* _Instructions for the task_
Nothing in the entries may be dropped: restate them word for word.

* _Recorded information_
------
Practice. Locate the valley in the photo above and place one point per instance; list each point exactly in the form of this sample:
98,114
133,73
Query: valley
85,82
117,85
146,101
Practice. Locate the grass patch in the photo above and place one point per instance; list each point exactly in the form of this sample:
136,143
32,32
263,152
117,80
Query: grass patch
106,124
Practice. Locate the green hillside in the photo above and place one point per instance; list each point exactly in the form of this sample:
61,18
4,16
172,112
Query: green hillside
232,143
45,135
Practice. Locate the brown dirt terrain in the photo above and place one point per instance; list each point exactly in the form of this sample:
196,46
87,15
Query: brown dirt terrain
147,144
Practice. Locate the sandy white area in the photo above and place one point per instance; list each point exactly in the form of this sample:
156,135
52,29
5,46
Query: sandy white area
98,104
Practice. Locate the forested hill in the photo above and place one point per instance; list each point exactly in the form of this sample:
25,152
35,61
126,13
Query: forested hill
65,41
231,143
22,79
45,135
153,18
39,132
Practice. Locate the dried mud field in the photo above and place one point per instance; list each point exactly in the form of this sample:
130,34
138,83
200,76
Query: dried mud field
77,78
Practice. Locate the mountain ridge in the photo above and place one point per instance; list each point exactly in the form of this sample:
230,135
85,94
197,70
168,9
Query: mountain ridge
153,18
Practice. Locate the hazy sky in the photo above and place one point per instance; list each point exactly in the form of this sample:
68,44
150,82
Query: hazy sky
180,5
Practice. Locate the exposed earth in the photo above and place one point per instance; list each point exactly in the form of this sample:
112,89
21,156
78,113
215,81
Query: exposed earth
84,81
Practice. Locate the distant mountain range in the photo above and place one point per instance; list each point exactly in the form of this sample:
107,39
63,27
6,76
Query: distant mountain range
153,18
------
* _Exercise answer_
Practice. Locate the valley in the photo above and place one point per instance; list each point exactly in the form of this sample:
98,114
133,73
Query: valley
85,82
117,85
146,101
Practice. Locate the grass patch in the photo above and place one point per instance; list each point exactly in the form of this sample:
136,143
32,32
263,152
117,80
Query: grass patch
106,124
Practice. Locate the green hillside in the photo above and place one point per instance; list each point exactly in the form of this sample:
61,18
4,16
172,112
Query: green hillside
232,143
45,135
Practice. Locate the brown dirt terrain in the photo above and place one point per instance; list each point exactly in the form of this sample:
196,46
87,15
Query: brown dirt terrain
147,144
Practice. Locate the sandy white area in the photo above and place one point per instance; list each point exactly in the form of this sample:
156,135
52,29
5,46
Query: sandy white area
98,104
Practice. Locate the forested hill in the photo above and place one point per instance; list each point exactly in the form of this sample:
25,152
35,61
126,13
Query: forested hill
65,41
231,143
22,79
45,135
153,18
39,132
Practice. Locate the dried mud field in the photo above and place one point per instance; list each point exactly in the form of this sample:
130,34
138,83
200,76
Query: dried mud field
77,78
Practice. Locate the mountain ridge in the photo above and place one point per instance; list each point exactly in the form of this sample:
230,135
85,94
197,70
168,9
Query: mountain ridge
153,18
Practice. Locate the hazy sky in the photo above and place one point per instance; list each point exactly in the form of this sample:
68,44
150,82
Query: hazy sky
180,5
Practice. Locate the exposed earth in the photo above and place one point per instance; list each point exactly in the form of this sample:
112,89
21,156
78,113
215,81
Query: exposed earth
84,81
Practice. Locate the distant mountain range in the photo above and place one point per instance; list each point exactly in the form of this sample:
107,39
63,27
6,76
Query: distant mountain range
153,18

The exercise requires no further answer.